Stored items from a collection
====

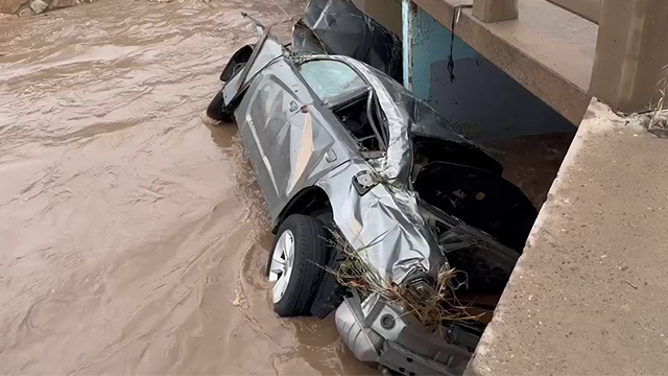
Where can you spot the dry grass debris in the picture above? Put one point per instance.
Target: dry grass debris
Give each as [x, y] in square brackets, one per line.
[433, 308]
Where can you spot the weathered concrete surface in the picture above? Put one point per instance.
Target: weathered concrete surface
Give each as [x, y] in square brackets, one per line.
[548, 50]
[590, 294]
[631, 51]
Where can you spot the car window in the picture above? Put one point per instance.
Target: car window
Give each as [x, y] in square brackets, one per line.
[330, 79]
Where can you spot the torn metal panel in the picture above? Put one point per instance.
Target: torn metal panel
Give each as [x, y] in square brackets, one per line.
[342, 29]
[385, 223]
[341, 127]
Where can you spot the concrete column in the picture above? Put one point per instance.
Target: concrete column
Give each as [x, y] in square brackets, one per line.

====

- EXERCISE DETAILS
Set every entry down again word for word, but not the pictures.

- EXERCISE OUTPUT
Where can you spot the dry grass debris in the picture above? Put one point per instance.
Target: dry grass debris
Give each as [x, y] in square brackets, one per line.
[433, 308]
Where can you spot the weathered concrete surface in the picture above? Put one point per instance.
Target: weathered concrete surface
Give each as [x, y] in square brackets, one per line.
[548, 50]
[590, 294]
[631, 51]
Where can you spot the car window in the picture above? Put one point per instance.
Target: car window
Give each as [x, y] in square brackets, one per line.
[330, 79]
Where can you spot the torn metal panel in the picture above? Put one point per instance.
Target: torn metal panel
Give each as [x, y] in square brackets, one per line.
[342, 29]
[385, 223]
[341, 127]
Where can you spot the concrete column in the picture above? Put one point per instance.
Target: concrete column
Give each as [x, y] in square brackets, one per line.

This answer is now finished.